━━ INFORMATION SHOWN ━━

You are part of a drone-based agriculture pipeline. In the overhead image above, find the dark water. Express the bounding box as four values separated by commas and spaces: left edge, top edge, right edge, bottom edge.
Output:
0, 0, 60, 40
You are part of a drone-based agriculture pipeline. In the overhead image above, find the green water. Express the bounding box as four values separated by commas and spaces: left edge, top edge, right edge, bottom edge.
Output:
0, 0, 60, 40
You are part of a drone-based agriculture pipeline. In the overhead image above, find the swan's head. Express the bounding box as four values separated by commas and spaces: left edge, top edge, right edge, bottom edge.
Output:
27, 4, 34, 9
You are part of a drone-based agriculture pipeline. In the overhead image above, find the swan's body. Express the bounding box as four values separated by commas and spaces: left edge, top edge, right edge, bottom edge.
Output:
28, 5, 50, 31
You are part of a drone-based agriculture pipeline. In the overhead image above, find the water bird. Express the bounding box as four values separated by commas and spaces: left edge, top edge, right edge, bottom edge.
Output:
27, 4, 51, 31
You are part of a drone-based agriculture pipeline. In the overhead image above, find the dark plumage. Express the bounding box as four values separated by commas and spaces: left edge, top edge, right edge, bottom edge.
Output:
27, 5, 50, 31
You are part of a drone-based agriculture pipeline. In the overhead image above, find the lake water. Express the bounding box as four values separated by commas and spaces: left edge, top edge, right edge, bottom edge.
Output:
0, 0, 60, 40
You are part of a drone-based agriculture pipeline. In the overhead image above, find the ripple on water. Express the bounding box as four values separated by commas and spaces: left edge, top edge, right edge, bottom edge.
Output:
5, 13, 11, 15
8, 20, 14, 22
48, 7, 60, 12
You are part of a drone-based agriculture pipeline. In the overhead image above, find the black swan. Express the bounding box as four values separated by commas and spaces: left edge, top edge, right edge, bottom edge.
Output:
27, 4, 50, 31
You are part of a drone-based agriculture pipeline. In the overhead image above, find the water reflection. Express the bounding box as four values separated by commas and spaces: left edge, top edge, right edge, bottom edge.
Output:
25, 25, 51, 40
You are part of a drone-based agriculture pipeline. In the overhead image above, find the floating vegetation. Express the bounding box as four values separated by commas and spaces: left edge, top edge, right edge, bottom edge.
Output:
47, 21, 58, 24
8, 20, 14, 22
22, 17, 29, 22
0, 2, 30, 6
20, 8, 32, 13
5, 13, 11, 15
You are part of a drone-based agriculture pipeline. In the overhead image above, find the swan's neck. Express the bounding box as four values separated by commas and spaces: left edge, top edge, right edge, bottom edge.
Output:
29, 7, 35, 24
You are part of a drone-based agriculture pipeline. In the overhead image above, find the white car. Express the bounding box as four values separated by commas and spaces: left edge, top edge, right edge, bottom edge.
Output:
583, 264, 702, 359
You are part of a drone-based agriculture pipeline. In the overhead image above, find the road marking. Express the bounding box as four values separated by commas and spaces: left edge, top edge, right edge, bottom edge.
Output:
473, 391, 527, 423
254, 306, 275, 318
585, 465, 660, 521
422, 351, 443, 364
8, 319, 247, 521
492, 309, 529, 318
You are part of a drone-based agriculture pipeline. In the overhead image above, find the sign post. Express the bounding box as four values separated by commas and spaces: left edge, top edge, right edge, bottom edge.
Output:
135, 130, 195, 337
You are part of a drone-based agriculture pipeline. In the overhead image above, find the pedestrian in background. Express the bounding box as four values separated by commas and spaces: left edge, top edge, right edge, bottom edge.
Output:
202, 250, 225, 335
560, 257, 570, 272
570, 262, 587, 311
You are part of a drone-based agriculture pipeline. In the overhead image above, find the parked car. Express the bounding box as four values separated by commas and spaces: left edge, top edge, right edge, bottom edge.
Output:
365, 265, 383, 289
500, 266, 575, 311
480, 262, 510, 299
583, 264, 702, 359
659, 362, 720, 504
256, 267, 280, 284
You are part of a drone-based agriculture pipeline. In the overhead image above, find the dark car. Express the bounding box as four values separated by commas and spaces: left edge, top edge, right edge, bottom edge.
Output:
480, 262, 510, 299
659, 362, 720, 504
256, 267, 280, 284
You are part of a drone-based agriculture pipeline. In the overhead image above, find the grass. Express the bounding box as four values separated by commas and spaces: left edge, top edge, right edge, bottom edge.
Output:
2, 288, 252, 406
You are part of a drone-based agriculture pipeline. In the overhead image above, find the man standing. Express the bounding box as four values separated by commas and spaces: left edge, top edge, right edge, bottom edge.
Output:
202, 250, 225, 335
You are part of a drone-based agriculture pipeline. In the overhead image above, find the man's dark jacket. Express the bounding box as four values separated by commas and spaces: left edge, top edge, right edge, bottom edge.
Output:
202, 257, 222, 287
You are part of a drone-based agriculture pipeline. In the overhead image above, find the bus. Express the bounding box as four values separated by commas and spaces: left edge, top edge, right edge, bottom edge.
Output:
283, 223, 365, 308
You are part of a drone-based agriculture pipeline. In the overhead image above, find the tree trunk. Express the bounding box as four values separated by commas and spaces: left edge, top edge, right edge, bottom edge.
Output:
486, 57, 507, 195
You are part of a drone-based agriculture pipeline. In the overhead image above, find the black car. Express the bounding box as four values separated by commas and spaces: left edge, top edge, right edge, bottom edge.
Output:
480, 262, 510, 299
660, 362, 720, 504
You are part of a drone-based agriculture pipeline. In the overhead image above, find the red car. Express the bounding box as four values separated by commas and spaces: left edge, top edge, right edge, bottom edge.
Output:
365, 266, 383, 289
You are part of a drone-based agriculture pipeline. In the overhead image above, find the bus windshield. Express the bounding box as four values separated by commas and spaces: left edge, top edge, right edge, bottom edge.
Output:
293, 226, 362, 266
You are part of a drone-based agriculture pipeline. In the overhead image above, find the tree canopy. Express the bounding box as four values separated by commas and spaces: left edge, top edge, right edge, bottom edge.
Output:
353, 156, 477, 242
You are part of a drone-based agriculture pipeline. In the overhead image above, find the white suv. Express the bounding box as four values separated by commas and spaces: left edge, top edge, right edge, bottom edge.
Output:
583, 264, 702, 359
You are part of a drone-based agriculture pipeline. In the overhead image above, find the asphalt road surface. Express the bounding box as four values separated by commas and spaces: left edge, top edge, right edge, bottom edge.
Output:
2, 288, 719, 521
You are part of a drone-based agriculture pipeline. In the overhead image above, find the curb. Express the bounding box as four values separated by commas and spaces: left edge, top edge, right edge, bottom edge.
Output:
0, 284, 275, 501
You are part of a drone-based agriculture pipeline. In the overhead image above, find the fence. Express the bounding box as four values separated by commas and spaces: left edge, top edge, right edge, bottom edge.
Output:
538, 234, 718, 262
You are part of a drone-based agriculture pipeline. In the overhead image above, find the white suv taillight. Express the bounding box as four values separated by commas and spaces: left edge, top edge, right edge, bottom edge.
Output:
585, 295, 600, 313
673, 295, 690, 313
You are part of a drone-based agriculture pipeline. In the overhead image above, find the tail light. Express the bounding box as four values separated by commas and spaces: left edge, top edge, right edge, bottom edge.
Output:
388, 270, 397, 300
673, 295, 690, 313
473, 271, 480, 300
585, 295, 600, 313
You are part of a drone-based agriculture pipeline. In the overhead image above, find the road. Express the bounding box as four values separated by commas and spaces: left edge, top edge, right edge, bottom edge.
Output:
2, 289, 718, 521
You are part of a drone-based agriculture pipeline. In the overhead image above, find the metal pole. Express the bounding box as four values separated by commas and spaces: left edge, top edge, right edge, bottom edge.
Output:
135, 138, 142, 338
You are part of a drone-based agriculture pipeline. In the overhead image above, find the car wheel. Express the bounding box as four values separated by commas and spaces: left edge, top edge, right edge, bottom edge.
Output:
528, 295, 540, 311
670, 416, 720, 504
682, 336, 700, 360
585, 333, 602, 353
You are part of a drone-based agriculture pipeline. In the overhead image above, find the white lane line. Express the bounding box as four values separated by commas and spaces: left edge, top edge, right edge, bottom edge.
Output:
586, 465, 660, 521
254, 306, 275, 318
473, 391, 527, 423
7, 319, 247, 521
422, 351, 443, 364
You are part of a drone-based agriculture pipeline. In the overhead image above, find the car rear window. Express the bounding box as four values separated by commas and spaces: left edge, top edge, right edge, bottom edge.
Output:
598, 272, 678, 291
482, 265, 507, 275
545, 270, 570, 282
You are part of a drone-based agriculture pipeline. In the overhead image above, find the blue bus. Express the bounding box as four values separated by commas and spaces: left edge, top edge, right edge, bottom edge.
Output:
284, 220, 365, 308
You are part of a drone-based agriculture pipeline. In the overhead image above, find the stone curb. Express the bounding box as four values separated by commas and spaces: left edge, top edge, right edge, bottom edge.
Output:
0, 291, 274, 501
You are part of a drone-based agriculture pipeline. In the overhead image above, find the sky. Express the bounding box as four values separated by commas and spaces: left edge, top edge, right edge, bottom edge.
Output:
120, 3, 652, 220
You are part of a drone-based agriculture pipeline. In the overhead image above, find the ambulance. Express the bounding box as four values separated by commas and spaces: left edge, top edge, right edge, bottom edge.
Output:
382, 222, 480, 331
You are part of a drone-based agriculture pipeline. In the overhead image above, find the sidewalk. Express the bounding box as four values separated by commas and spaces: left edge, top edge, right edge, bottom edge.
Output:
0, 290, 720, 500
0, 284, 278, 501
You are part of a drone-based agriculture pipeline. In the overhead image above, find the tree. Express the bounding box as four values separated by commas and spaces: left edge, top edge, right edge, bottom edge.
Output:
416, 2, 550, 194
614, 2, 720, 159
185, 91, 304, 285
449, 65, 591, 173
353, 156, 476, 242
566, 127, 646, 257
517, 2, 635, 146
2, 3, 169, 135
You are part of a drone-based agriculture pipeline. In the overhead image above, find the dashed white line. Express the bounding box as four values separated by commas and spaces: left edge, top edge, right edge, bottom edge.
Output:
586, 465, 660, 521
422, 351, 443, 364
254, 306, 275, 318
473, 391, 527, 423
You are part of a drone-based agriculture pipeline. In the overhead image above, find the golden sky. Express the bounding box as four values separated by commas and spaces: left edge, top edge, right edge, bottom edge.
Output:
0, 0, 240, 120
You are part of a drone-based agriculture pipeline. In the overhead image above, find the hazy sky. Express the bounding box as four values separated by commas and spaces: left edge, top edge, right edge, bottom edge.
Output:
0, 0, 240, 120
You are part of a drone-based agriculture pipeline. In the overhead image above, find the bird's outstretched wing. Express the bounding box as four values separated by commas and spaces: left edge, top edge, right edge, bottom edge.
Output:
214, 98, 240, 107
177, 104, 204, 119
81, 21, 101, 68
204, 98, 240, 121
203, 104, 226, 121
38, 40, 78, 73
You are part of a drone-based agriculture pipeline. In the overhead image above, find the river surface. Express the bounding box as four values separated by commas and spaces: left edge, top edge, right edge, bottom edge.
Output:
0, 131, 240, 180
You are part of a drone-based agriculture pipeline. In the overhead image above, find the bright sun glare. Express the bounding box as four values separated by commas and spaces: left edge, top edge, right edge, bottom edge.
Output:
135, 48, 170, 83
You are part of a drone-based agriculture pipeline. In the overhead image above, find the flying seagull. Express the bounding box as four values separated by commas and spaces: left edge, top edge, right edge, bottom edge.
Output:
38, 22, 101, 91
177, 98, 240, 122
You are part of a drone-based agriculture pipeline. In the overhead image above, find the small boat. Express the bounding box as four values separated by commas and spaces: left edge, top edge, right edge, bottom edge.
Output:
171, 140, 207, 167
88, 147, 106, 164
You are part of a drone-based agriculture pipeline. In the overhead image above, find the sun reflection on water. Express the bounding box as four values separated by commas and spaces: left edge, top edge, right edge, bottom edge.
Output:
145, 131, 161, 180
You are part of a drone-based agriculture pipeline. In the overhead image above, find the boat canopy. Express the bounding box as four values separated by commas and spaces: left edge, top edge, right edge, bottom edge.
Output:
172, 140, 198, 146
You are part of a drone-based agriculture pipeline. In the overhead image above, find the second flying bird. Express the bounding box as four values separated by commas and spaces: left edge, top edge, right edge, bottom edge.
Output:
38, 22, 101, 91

━━━

**OBJECTIVE:** Render the stretch from the line containing "find the sun" through the end of the entries as a Markdown table with the columns Row and Line, leaving out blank lines.

**SOLUTION TO THIS PROBLEM:**
| Row | Line |
|---|---|
| 1 | You are part of a drone-based agriculture pipeline. In the overhead image above, find the sun reflection on water. Express the bounding box as four values separated by commas and spaces: left edge, top edge, right edge, bottom edge. |
| 2 | Output: |
| 3 | 145, 131, 161, 180 |
| 4 | You are part of a drone-based agriculture pipeline. In the overhead image above, find the boat canopy. Express the bounding box as four values separated by commas and spaces: left edge, top edge, right edge, bottom edge. |
| 5 | Output: |
| 6 | 172, 140, 198, 146 |
| 7 | You are part of a drone-based agriculture pipeline. In the overhead image above, find the second flying bird. Express the bounding box as four values separated by commas and spaces: left edge, top edge, right edge, bottom edge. |
| 8 | Output: |
| 9 | 38, 22, 101, 91 |